* EXCERPTED DATA *
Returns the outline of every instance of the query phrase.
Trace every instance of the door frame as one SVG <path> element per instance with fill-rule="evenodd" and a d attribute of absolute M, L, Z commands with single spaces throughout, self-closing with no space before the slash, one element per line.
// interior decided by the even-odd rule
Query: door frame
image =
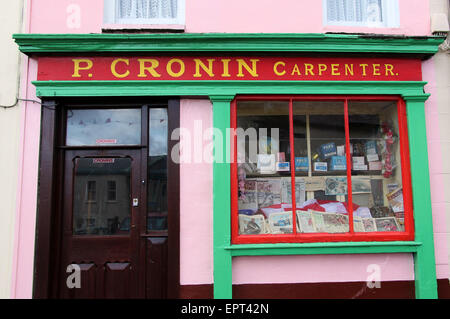
<path fill-rule="evenodd" d="M 33 298 L 57 298 L 58 269 L 61 260 L 62 220 L 57 210 L 61 209 L 64 194 L 64 151 L 65 110 L 68 107 L 119 108 L 158 107 L 167 105 L 168 112 L 168 154 L 178 143 L 170 138 L 171 132 L 180 127 L 179 98 L 58 98 L 43 99 L 41 117 L 41 142 L 39 154 L 39 187 L 36 217 L 36 244 L 33 273 Z M 148 109 L 147 109 L 148 110 Z M 142 118 L 143 135 L 148 131 L 148 113 Z M 148 135 L 148 133 L 145 133 Z M 147 139 L 135 148 L 147 147 Z M 106 147 L 104 147 L 106 149 Z M 115 146 L 111 149 L 133 148 Z M 83 147 L 83 149 L 86 149 Z M 143 152 L 142 152 L 143 153 Z M 142 155 L 144 157 L 144 155 Z M 146 158 L 142 161 L 146 174 Z M 168 196 L 168 283 L 167 297 L 179 298 L 180 290 L 180 167 L 179 163 L 168 160 L 167 163 Z"/>

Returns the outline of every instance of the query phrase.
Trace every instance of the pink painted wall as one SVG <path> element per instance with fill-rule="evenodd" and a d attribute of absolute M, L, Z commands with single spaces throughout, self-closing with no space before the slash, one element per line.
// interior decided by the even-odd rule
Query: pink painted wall
<path fill-rule="evenodd" d="M 100 33 L 103 0 L 39 0 L 32 3 L 32 33 Z M 79 6 L 80 25 L 67 23 Z M 429 35 L 427 0 L 399 0 L 399 28 L 323 26 L 321 0 L 186 0 L 186 32 L 383 33 Z M 72 25 L 73 26 L 73 25 Z"/>
<path fill-rule="evenodd" d="M 400 28 L 324 27 L 322 1 L 316 0 L 186 0 L 186 32 L 292 32 L 292 33 L 382 33 L 430 35 L 427 0 L 399 0 Z M 281 3 L 281 4 L 280 4 Z M 103 18 L 102 0 L 28 0 L 25 19 L 29 33 L 99 33 Z M 70 5 L 75 5 L 69 7 Z M 68 9 L 70 9 L 68 11 Z M 79 11 L 78 11 L 79 9 Z M 79 12 L 80 24 L 70 23 Z M 69 21 L 69 23 L 68 23 Z M 22 73 L 22 97 L 35 97 L 31 81 L 36 63 L 30 60 Z M 434 67 L 424 63 L 424 80 L 432 93 Z M 439 174 L 442 162 L 435 142 L 434 101 L 427 101 L 433 218 L 438 277 L 448 276 L 447 247 L 442 234 L 445 210 L 441 209 L 444 188 Z M 193 128 L 201 119 L 204 128 L 212 123 L 208 100 L 182 100 L 181 125 Z M 34 260 L 34 238 L 39 158 L 40 107 L 27 103 L 22 116 L 22 150 L 18 186 L 17 226 L 13 262 L 12 297 L 30 298 Z M 181 165 L 181 284 L 213 282 L 212 165 Z M 448 235 L 448 232 L 447 232 Z M 269 266 L 270 262 L 270 266 Z M 413 278 L 412 258 L 407 254 L 358 256 L 240 257 L 233 261 L 233 282 L 319 282 L 361 281 L 367 266 L 378 264 L 382 280 Z"/>

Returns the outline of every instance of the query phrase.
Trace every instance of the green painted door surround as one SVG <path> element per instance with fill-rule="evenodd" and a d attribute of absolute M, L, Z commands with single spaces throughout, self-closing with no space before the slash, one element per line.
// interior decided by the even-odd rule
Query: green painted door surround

* WHAT YOU WILL DO *
Each line above with the string "single" in it should be located and copied.

* TASK ANSWER *
Trace every instance of the door frame as one SVG <path> element per instance with fill-rule="evenodd" and a d attribute of absolute M, L, Z commands with single spaces throughout, self-closing with no space before the slash, one element per line.
Trace every instance of the pink painted wall as one SVG <path> element per instance with fill-rule="evenodd" and a d attribute of absolute M, L, Z commands with single spaces throughout, self-closing with no space before the slash, one element per line.
Trace every instance of the green painted door surround as one SVG <path> element per instance with fill-rule="evenodd" and a d attribute of absolute M, L, Z commands with single spaces throughout, self-closing with no space before the slash, one element per line.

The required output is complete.